▸ **What you have to do**:
Update the lines beginning at the line that has "Exercise. Mark every instance of the blue" and stopping after the line that has "[(322, 57)]", replacing "jersey" with "shirt" and changing nothing else. Leave the pictures out of your answer.

▸ **Given records**:
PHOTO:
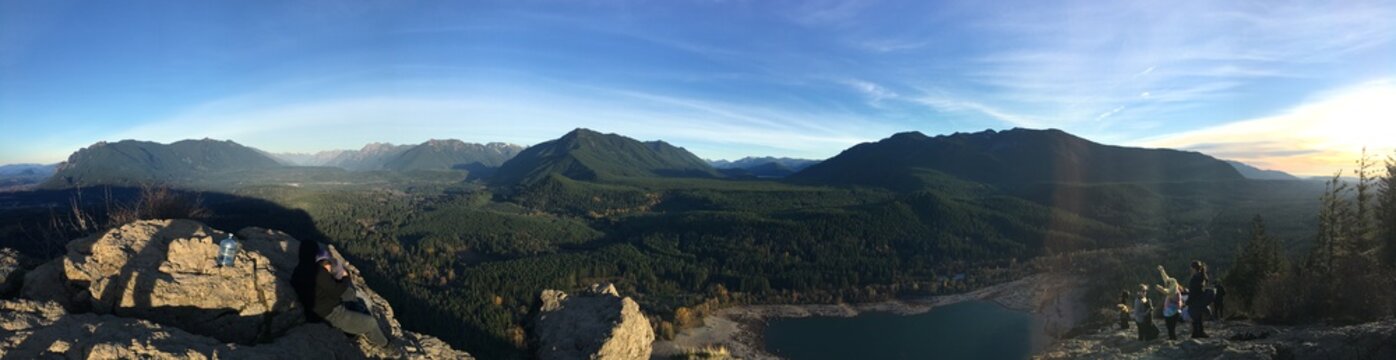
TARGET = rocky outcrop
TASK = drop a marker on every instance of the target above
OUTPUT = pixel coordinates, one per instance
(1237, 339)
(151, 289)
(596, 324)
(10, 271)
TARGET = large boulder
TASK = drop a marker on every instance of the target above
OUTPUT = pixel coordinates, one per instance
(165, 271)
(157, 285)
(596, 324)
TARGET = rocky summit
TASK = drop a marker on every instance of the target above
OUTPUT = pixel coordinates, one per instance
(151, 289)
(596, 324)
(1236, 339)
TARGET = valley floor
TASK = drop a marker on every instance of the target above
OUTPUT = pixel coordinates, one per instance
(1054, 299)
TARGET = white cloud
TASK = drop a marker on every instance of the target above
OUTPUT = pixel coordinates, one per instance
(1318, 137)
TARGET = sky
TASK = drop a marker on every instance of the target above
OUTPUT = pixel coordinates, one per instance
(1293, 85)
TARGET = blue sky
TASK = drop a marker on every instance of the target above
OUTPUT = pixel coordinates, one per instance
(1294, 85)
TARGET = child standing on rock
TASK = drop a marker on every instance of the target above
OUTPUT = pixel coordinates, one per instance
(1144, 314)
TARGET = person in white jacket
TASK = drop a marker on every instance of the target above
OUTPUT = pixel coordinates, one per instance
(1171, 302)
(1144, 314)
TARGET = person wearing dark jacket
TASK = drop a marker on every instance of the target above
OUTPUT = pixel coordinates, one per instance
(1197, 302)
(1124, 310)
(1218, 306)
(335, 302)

...

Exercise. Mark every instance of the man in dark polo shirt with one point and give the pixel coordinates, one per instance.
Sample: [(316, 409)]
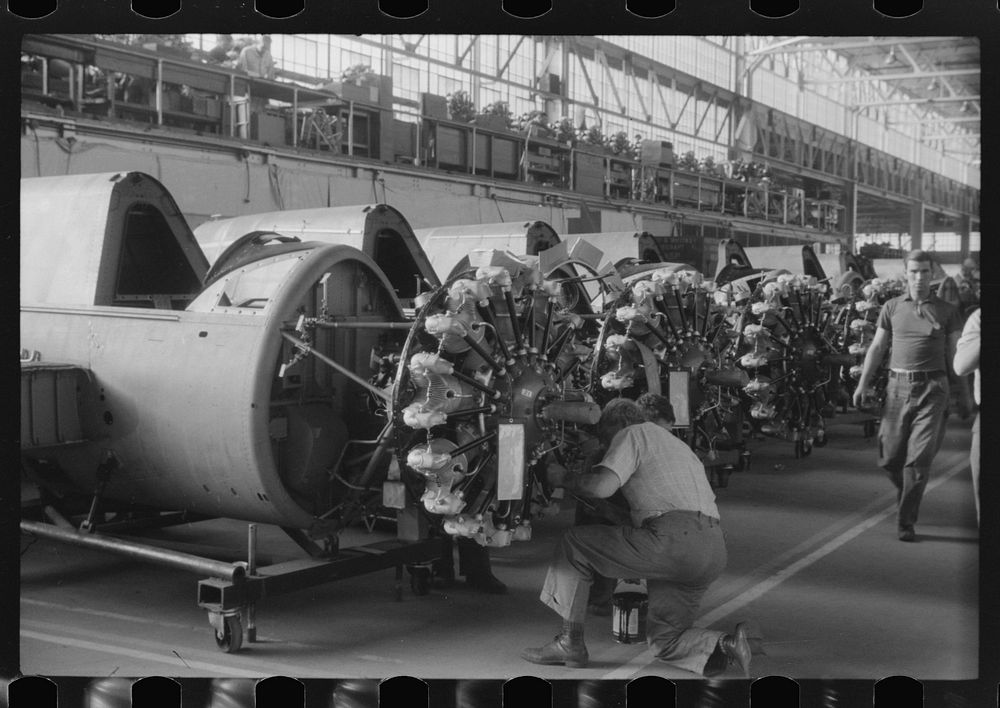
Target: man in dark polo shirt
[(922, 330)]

==

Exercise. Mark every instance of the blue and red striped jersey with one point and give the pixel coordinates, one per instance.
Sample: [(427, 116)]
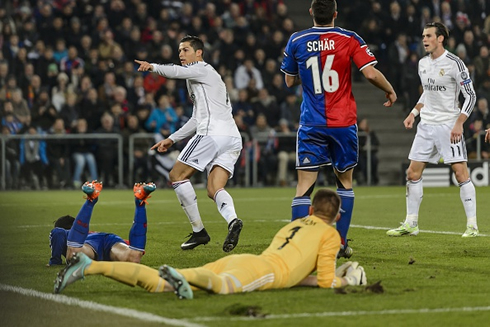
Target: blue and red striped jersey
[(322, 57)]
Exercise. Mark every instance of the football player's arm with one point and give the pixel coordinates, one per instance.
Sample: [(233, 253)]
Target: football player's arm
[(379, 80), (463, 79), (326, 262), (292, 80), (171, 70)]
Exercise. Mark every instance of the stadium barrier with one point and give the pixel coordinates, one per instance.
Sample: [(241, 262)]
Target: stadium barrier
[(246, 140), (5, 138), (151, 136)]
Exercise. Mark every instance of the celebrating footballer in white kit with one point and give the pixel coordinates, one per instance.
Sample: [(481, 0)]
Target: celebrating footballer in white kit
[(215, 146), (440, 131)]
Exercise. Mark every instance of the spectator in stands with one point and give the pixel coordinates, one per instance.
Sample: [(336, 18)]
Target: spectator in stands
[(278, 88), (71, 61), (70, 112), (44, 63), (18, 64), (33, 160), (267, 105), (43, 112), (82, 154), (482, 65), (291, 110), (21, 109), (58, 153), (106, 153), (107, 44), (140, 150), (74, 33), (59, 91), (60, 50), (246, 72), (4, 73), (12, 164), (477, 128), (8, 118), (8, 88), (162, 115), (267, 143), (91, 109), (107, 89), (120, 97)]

▸ **Problem solution**:
Exercise. Mark every instance of the blue and red striped shirt with one point and give the pixel coordinates, one per instance.
Sample: [(427, 116)]
Target: blue and red striped shirt
[(322, 57)]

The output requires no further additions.